▸ Prompt
Each record is to be transcribed exactly.
----
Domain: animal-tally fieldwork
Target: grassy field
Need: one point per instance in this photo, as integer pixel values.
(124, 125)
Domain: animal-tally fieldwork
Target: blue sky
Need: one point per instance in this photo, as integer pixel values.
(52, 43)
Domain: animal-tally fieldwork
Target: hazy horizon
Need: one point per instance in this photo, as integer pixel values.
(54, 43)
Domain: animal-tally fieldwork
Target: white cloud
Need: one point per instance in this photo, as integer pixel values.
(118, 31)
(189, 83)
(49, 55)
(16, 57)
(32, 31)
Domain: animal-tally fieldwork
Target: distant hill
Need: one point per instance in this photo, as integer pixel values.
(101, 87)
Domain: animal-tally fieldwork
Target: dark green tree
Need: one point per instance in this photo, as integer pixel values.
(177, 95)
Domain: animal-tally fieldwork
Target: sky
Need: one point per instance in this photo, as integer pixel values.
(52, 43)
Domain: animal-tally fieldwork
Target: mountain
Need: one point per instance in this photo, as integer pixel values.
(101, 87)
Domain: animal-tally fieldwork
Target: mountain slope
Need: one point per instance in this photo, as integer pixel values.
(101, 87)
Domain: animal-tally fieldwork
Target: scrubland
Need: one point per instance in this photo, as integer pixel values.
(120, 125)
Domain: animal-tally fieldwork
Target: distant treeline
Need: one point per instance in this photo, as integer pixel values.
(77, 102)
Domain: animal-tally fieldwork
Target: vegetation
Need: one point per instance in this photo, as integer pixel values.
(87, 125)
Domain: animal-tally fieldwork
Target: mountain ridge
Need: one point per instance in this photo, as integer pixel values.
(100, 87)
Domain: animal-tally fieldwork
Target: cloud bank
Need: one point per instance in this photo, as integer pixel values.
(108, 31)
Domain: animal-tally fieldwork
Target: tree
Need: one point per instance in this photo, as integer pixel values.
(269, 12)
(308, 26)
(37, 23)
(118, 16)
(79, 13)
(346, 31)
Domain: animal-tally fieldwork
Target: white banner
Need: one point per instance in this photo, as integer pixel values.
----
▸ Output
Domain: animal-tally fieldwork
Target: grassy field
Need: one point per instance in this photo, as integer pixel values.
(124, 125)
Domain: animal-tally fieldwork
Target: blue sky
Need: one point per instance in this photo, as integer pixel values.
(52, 43)
Domain: animal-tally fieldwork
Target: hazy horizon
Need: one point per instance in this photo, as integer pixel values.
(54, 43)
Domain: animal-tally fieldwork
Target: white cloud
Need: one point per instance in this photo, as integer pixel values.
(118, 31)
(189, 83)
(49, 55)
(16, 57)
(32, 31)
Domain: animal-tally fieldwork
Target: distant hill
Need: one point per instance in this photo, as integer pixel values.
(101, 87)
Domain: animal-tally fieldwork
Target: dark green tree
Need: one point per instance in this photo, as integer pixel values.
(177, 95)
Domain: animal-tally fieldwork
Target: sky
Need: one point per instance in this photo, as integer pixel values.
(52, 43)
Domain: animal-tally fieldwork
Target: mountain
Need: one point per instance in this photo, as integer pixel values.
(101, 87)
Domain: animal-tally fieldwork
Target: mountain slope
Need: one point per instance in this photo, as integer pixel values.
(101, 87)
Domain: animal-tally fieldwork
Target: scrubland
Need: one point per instance in this photo, as integer pixel values.
(120, 125)
Domain: animal-tally fieldwork
Target: distant treeline
Need: one point per instance in this photo, as integer pixel values.
(77, 102)
Domain: animal-tally fieldwork
Target: vegetation
Need: one point per instance in this photo, as integer pixel values.
(87, 125)
Domain: animal-tally fieldwork
Target: mountain ridge
Need: one point per instance in this photo, as integer pixel values.
(100, 87)
Domain: animal-tally fieldwork
Target: cloud bank
Need: one point per instance in this photo, as integer pixel values.
(108, 31)
Domain: animal-tally fieldwork
Target: tree
Need: one point per instance in this photo, as integer pixel values.
(269, 12)
(308, 26)
(37, 23)
(118, 16)
(79, 13)
(346, 31)
Domain: animal-tally fieldwork
Target: white banner
Need: one point per instance in this photo, as integer pixel values.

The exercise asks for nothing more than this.